- _Work required_:
Copy the article about Twitter's account suspensions from "In November, Twitter" up to and including "Twitter said Friday.", changing "November" to "December".

- _Passage to read_:
☆ ☆ ☆

0.016% of accounts: Twitter catches a few more 'Russian trolls' as Congress-spurred hunt continues

20 Jan, 2018 04:51 / Updated 7 years ago

Twitter has blocked another 1000 accounts it reckons posted Russian-linked "propaganda" to influence the 2016 US election, while admitting that only some eight percent of the sinister "Kremlin troll'" tweets were election-related.

"We have identified an additional 1,062 accounts associated with the IRA [Internet Research Agency, a Russian entity habitually accused of meddling with US democracy]. We have suspended all of these accounts for Terms of Service violations," the San Francisco based social media giant said Friday.

"At the request of congressional investigators, we are also sharing those account handles with Congress."

The accounts were terminated despite the fact that over 91.6% percent of tweets associated with the "Russia-linked" profiles had nothing to do with the US election, as Twitter keeps caving in to political pressure by US lawmakers.

Ever since the Democrats found its initial investigation – which led to a mere 201 suspensions – “inadequate on almost every level” , Twitter has been hard at work to satisfy lawmakers by digging up more 'Russian influencers.'

In November, Twitter shared a list of 2,752 "IRA-linked trolls" it had blocked. "In total, during the time period we investigated, the 3,814 identified IRA-linked accounts posted 175,993 Tweets, approximately 8.4% of which were election-related," Twitter said Friday.

☆ ☆ ☆

- _Stored rows_:

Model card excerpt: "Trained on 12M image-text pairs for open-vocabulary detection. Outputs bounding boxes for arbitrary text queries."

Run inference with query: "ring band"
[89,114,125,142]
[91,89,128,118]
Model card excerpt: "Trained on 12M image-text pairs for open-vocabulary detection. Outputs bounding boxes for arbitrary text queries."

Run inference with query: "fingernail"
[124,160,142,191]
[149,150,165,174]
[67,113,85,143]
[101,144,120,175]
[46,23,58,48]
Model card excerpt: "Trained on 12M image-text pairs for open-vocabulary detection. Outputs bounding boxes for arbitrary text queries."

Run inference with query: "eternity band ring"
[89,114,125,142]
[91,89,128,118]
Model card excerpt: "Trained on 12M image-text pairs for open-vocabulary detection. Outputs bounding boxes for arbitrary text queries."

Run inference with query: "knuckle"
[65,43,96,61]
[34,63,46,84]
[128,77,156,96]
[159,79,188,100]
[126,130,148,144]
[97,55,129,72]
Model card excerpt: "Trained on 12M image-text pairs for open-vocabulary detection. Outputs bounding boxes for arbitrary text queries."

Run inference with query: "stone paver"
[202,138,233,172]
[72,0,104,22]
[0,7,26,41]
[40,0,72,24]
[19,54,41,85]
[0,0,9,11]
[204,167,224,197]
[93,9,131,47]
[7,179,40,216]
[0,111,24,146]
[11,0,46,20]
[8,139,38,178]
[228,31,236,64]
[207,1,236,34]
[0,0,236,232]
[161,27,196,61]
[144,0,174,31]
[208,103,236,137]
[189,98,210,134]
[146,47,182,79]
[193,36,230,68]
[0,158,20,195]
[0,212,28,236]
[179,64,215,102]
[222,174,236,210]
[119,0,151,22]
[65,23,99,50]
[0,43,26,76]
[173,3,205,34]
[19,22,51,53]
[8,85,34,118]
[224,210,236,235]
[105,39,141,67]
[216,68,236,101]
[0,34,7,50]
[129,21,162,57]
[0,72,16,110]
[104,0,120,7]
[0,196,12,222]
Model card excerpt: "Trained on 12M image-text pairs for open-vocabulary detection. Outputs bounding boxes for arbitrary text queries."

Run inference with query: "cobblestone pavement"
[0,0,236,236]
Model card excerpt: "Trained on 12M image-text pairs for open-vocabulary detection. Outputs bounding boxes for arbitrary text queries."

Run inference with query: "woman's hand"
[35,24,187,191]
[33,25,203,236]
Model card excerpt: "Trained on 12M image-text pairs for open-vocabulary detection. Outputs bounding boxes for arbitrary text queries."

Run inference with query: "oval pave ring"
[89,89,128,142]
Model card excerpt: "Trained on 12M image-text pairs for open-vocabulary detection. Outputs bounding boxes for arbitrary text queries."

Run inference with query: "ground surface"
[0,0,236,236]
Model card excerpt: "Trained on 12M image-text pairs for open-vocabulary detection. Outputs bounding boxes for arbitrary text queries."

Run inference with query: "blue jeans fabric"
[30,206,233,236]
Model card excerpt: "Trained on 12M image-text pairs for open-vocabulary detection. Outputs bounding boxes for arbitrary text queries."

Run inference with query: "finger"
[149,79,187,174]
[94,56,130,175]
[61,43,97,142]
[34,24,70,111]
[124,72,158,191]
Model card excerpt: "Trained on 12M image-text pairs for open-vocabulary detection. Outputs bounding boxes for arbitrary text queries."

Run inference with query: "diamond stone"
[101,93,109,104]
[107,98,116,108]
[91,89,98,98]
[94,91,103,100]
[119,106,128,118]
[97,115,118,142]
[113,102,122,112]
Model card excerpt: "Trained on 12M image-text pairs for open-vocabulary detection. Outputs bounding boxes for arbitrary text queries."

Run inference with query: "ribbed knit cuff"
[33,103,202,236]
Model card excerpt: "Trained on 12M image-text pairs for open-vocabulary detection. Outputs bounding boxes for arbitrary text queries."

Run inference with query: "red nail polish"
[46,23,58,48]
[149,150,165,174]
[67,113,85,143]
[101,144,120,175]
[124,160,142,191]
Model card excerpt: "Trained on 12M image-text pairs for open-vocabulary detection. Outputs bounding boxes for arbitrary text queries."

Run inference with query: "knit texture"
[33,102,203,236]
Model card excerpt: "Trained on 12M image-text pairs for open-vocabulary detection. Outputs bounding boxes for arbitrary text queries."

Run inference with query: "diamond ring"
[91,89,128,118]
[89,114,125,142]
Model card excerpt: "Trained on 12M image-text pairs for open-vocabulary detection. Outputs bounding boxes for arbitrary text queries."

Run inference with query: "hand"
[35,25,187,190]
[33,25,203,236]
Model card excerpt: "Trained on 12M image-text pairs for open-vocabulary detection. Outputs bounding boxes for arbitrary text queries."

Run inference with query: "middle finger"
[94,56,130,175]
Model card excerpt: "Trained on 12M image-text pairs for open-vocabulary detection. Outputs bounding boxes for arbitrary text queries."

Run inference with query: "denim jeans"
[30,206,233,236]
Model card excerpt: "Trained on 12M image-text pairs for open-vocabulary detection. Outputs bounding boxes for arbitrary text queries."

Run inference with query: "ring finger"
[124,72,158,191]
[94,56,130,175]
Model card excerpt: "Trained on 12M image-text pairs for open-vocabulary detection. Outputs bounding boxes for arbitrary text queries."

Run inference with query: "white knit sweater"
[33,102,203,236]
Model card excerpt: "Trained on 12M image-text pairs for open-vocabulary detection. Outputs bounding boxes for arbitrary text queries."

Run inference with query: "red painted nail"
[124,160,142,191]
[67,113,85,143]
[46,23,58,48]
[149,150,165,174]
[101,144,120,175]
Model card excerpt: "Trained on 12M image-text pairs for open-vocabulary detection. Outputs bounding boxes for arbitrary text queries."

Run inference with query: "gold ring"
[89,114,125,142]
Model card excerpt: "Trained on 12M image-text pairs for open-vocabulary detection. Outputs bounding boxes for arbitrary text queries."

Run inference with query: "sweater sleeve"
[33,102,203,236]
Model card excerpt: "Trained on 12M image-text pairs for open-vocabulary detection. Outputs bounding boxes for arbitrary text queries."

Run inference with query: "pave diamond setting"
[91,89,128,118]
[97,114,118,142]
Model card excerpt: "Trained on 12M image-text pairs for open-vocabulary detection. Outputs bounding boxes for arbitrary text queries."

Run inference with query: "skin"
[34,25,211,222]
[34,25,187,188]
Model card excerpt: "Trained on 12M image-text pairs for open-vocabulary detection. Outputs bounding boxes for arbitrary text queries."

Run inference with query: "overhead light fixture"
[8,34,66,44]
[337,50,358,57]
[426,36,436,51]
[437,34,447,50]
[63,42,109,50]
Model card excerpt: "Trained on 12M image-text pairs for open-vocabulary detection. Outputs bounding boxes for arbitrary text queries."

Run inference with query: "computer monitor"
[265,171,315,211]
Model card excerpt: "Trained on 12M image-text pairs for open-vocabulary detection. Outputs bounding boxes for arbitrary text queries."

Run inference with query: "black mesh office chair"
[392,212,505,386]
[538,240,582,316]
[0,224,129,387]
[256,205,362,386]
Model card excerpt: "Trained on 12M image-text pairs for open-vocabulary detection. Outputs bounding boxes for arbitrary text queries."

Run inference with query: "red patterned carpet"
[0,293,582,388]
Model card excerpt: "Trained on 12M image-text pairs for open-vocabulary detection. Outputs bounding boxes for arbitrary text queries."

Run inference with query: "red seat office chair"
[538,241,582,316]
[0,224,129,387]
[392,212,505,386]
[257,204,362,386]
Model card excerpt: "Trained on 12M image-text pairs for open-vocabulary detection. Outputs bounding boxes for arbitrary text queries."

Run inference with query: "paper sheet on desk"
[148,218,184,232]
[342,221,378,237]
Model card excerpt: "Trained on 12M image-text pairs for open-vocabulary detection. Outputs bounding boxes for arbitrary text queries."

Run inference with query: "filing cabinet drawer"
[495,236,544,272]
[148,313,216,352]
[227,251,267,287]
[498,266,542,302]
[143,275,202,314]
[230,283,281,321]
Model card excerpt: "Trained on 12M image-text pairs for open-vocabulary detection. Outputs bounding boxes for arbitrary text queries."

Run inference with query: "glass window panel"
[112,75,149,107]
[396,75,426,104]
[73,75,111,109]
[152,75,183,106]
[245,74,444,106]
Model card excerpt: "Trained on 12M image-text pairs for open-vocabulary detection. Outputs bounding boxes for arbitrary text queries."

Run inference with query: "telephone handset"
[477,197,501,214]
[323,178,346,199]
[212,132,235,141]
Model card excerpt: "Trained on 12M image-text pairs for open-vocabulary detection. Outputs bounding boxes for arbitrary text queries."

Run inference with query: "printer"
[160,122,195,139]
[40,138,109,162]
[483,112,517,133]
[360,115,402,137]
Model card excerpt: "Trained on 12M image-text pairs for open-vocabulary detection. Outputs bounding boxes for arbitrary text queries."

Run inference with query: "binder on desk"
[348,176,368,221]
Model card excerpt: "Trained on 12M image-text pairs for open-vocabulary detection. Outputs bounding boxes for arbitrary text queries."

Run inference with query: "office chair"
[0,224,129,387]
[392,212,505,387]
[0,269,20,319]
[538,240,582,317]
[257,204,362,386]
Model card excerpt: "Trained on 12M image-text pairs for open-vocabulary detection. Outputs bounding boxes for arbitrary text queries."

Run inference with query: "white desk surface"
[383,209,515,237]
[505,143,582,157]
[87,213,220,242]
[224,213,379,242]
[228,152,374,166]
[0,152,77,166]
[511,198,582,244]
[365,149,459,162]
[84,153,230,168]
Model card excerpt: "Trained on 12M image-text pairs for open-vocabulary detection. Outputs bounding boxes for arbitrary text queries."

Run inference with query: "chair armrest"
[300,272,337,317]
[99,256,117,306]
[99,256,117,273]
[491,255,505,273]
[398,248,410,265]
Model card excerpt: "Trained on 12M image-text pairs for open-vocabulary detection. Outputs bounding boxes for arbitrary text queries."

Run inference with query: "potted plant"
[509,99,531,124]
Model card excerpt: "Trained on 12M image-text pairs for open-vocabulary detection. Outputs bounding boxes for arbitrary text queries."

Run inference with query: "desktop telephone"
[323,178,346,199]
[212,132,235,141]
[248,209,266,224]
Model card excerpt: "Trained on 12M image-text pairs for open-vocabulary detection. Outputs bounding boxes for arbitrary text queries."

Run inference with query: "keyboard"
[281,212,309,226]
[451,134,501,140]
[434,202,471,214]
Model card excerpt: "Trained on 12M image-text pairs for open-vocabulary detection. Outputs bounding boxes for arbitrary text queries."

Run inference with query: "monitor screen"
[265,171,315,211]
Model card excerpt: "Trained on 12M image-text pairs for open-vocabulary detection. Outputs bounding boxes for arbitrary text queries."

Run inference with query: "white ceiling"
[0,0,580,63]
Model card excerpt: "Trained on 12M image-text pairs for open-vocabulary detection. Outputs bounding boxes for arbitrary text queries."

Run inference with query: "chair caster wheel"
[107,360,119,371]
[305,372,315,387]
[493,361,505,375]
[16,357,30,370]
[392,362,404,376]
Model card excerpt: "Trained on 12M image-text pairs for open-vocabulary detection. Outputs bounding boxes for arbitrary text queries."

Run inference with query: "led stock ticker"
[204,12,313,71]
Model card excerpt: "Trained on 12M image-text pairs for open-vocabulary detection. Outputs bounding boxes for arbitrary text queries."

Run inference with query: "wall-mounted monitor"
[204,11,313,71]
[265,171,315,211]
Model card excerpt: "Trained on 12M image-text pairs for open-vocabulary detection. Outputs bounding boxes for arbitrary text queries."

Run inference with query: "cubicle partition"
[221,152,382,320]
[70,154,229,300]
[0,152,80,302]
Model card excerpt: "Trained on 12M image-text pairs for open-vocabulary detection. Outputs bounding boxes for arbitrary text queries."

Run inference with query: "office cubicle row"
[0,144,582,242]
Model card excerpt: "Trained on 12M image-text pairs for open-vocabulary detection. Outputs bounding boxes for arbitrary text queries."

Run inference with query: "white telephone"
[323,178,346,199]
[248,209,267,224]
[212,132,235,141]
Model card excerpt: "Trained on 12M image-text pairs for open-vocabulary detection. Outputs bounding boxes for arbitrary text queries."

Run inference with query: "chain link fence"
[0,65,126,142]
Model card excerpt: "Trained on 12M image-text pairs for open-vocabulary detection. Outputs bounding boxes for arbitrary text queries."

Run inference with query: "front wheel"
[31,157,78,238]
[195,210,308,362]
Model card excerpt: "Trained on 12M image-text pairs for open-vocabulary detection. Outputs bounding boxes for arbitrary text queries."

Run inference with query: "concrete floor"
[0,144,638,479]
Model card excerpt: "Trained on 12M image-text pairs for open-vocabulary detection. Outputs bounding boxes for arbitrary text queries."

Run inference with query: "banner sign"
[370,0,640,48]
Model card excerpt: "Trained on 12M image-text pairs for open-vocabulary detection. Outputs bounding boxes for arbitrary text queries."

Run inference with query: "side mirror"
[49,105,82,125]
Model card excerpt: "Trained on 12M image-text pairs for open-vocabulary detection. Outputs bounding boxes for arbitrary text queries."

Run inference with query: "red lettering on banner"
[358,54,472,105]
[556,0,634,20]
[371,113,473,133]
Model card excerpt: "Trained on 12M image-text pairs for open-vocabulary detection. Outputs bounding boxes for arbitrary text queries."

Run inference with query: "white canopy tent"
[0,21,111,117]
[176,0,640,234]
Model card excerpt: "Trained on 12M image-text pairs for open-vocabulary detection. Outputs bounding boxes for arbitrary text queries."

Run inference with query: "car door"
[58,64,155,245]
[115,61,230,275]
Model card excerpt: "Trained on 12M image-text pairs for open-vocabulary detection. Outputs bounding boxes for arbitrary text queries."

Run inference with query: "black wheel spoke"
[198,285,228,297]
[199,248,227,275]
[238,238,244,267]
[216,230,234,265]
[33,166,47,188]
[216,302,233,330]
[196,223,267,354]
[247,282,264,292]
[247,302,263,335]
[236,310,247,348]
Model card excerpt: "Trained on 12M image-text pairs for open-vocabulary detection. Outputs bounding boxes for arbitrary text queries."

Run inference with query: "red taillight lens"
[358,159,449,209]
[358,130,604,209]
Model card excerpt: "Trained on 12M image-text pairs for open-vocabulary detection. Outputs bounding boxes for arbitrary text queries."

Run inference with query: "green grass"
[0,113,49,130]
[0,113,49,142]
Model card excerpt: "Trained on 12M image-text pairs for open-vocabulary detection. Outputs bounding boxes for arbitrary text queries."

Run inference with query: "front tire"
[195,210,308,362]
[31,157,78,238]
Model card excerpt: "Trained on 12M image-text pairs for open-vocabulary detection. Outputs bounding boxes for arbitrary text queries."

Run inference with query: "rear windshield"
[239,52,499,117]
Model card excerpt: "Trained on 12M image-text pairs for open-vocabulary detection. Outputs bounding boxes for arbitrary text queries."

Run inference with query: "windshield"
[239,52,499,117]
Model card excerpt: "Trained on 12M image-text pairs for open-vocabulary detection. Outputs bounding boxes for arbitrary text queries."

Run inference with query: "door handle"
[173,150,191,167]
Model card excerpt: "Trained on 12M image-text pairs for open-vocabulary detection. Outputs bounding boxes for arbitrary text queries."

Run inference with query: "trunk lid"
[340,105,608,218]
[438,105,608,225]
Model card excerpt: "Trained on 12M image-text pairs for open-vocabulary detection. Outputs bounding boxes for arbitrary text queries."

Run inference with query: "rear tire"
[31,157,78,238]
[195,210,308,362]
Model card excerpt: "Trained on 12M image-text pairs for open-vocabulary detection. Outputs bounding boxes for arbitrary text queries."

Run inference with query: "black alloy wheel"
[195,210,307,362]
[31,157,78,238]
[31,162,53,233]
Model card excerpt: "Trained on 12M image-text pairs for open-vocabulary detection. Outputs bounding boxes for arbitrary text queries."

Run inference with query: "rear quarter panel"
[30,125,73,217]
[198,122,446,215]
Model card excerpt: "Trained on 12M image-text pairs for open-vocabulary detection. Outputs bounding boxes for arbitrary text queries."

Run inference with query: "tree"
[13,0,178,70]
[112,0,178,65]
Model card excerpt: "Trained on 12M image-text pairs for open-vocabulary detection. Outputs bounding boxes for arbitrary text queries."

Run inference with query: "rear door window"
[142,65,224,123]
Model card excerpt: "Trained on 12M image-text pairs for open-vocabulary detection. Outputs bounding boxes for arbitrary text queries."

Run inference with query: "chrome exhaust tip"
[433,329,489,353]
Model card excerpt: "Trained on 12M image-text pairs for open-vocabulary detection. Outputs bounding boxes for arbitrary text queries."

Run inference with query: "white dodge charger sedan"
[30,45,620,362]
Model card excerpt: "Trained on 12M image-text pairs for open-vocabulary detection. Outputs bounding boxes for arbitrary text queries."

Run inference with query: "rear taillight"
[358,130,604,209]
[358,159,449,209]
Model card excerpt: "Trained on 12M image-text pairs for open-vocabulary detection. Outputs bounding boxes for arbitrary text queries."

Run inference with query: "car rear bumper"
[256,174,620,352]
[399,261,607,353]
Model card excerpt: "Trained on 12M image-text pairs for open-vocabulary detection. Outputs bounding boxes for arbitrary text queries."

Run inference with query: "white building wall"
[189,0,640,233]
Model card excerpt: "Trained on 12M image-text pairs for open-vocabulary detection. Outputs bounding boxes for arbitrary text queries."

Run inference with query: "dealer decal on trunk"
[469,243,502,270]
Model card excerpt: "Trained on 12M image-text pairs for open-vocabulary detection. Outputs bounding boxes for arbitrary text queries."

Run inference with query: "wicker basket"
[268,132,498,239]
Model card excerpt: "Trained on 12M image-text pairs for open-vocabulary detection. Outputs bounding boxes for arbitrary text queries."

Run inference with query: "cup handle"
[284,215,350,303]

☆ ☆ ☆

- _Answer to the exercise_:
In December, Twitter shared a list of 2,752 "IRA-linked trolls" it had blocked. "In total, during the time period we investigated, the 3,814 identified IRA-linked accounts posted 175,993 Tweets, approximately 8.4% of which were election-related," Twitter said Friday.